- _WHAT YOU ARE ASKED TO DO_:
Begin with the line that contains "Goal: identify rolled blueprint" and transcribe each line after it, up to and including the last line of the listing below.
_ _ _ _
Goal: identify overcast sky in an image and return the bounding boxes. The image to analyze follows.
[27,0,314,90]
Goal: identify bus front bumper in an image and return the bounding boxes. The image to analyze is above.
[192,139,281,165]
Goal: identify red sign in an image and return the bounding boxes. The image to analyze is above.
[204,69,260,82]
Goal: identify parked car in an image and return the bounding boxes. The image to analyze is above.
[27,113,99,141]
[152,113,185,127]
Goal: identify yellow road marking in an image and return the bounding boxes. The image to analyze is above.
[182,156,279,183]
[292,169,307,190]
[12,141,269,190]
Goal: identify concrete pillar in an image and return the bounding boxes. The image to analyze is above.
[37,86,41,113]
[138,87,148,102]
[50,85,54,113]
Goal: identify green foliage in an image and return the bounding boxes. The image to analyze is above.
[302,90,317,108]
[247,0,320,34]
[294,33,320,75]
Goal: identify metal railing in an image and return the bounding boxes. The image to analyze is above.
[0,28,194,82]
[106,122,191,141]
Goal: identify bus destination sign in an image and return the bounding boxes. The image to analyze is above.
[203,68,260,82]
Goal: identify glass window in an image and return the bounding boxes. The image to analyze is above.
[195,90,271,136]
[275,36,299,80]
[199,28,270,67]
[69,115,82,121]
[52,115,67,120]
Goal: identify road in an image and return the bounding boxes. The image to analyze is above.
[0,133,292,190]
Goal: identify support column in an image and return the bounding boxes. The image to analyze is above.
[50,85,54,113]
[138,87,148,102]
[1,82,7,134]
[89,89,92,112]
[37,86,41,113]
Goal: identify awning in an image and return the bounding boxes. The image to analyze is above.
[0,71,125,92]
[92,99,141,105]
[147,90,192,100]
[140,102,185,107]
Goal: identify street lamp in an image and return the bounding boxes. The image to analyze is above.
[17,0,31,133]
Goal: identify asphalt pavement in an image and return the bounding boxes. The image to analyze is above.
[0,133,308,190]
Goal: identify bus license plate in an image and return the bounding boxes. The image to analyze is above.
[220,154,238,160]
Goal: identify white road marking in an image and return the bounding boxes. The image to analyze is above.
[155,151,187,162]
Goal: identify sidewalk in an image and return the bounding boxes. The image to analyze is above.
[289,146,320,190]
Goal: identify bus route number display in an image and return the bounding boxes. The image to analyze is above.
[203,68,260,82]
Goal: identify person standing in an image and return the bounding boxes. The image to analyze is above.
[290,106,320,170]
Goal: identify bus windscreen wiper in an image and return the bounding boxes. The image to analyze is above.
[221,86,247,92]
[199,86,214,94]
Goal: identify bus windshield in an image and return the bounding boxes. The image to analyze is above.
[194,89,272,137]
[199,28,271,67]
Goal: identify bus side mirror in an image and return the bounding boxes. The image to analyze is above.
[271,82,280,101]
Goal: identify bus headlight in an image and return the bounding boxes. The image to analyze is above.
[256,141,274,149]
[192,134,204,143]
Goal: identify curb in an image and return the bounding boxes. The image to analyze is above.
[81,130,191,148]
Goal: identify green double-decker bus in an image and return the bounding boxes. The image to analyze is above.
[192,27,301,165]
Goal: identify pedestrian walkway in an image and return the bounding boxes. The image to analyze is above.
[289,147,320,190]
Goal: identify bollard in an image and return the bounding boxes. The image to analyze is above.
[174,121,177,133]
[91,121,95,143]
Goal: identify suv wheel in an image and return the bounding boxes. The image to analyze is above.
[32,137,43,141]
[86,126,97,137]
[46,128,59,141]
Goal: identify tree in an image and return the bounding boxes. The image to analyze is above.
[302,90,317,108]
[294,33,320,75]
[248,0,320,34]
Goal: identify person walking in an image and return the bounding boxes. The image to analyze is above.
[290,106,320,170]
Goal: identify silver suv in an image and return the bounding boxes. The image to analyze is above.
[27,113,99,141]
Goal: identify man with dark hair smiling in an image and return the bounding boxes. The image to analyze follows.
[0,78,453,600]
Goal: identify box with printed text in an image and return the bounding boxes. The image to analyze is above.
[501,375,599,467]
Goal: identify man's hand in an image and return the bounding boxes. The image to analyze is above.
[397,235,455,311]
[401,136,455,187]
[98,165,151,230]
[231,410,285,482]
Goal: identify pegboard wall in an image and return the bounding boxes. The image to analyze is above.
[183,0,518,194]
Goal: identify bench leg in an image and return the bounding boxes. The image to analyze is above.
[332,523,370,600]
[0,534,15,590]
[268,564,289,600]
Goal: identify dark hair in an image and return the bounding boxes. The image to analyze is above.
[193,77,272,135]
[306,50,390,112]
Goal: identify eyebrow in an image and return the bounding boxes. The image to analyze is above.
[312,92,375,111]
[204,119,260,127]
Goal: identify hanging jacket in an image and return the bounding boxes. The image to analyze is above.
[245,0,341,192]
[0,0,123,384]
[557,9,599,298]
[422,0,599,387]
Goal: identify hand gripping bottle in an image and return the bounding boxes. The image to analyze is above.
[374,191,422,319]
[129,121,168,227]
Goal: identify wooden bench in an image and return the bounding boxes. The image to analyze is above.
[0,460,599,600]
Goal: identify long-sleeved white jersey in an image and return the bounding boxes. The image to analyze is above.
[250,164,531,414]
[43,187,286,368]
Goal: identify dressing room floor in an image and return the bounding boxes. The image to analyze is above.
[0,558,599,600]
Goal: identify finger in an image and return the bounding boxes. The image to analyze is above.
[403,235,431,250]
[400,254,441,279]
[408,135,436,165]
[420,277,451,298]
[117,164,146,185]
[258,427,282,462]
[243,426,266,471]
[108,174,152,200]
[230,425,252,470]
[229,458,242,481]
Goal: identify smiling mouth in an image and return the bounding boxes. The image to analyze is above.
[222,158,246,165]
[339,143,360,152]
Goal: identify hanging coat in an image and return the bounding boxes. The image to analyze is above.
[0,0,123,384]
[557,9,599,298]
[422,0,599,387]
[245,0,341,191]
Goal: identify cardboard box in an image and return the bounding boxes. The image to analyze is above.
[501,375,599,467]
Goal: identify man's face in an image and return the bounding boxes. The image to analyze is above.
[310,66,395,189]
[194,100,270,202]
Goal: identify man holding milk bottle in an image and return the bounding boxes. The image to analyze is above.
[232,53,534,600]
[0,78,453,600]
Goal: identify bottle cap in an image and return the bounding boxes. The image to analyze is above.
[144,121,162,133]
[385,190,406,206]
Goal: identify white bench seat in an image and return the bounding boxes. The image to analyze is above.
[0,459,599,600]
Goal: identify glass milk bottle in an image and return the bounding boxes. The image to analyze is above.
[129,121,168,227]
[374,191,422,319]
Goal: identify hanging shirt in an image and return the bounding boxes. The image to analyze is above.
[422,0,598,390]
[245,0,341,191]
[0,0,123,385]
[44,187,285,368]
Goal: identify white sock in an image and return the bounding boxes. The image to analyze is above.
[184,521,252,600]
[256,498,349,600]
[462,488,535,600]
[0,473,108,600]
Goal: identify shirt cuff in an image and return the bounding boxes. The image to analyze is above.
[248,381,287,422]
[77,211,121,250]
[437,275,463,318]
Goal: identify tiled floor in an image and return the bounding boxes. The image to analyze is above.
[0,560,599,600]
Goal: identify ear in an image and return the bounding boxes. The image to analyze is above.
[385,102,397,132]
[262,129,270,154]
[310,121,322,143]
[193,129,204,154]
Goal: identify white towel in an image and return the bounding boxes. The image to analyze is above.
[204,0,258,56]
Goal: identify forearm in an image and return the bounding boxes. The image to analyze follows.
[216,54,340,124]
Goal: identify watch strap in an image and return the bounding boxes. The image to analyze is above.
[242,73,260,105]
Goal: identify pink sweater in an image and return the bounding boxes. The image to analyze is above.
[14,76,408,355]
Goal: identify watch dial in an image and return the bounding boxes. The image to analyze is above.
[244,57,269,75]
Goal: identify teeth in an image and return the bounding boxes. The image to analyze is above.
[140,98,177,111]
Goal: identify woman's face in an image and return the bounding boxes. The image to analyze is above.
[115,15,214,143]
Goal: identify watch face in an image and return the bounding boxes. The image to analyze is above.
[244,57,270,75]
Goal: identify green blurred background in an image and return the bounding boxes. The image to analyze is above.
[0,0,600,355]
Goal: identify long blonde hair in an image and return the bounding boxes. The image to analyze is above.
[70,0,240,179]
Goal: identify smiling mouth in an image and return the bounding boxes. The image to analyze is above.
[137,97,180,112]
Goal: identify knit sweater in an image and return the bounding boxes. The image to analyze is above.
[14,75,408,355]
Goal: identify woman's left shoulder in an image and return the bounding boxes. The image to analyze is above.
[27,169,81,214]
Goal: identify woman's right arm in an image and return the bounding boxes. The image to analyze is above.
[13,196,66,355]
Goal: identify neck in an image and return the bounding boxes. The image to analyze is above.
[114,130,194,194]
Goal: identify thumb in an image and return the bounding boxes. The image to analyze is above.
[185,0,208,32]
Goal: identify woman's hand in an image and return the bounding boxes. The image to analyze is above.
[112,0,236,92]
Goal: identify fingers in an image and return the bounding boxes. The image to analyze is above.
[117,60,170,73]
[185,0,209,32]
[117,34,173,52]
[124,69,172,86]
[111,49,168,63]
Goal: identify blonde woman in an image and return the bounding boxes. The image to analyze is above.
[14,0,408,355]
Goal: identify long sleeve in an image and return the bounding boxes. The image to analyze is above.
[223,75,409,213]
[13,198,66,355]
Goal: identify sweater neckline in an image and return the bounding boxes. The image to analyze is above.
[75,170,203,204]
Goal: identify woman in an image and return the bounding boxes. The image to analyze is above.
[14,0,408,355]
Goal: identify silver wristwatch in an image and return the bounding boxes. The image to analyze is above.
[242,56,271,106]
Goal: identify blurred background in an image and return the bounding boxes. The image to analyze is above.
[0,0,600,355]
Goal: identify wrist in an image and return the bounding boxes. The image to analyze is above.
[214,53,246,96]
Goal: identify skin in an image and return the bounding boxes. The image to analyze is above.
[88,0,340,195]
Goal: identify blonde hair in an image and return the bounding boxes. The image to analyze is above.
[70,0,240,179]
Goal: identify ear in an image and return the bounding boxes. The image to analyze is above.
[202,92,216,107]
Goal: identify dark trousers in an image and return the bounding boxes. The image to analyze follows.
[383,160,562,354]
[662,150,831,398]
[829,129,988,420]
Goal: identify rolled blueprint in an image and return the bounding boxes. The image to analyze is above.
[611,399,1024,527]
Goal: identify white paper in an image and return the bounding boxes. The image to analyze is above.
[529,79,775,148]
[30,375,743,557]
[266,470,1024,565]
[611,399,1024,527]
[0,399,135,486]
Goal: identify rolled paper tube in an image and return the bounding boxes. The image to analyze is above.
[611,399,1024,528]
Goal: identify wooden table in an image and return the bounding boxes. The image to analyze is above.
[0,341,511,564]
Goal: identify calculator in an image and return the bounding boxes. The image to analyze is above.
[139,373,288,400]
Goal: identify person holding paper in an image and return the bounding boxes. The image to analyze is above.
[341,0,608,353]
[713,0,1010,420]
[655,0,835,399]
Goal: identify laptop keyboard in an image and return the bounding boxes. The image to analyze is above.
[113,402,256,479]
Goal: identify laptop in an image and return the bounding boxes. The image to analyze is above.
_ _ _ _
- _ANSWER TO THE EXERCISE_:
Goal: identify rolled blueprint in an image and return the bounding boxes. The image to analyze is above.
[611,399,1024,527]
Goal: identify white paper in an image and return the bounding boxes. The image to analyze is above.
[529,79,775,148]
[30,375,743,557]
[266,470,1024,565]
[611,399,1024,527]
[0,399,135,486]
Goal: identify rolled paper tube in an image and return the bounding boxes. The image to analyze is above.
[611,399,1024,528]
Goal: identify wooden table in an image and return the bounding boxes. The image to analyze is above.
[0,341,511,564]
Goal: identify calculator in an image and return the bounding boxes. The image to analyze is above.
[139,373,288,400]
Goal: identify person holding paper in an image and return the bounding boxes. The image to analyze is above.
[341,0,608,353]
[713,0,1010,420]
[655,0,835,399]
Goal: identify laptop keyboard in an image and return the bounding boxes. The image to analyze is above.
[113,402,256,479]
Goal: identify laptop in an image and return the bounding boxes. The image to analyze is above.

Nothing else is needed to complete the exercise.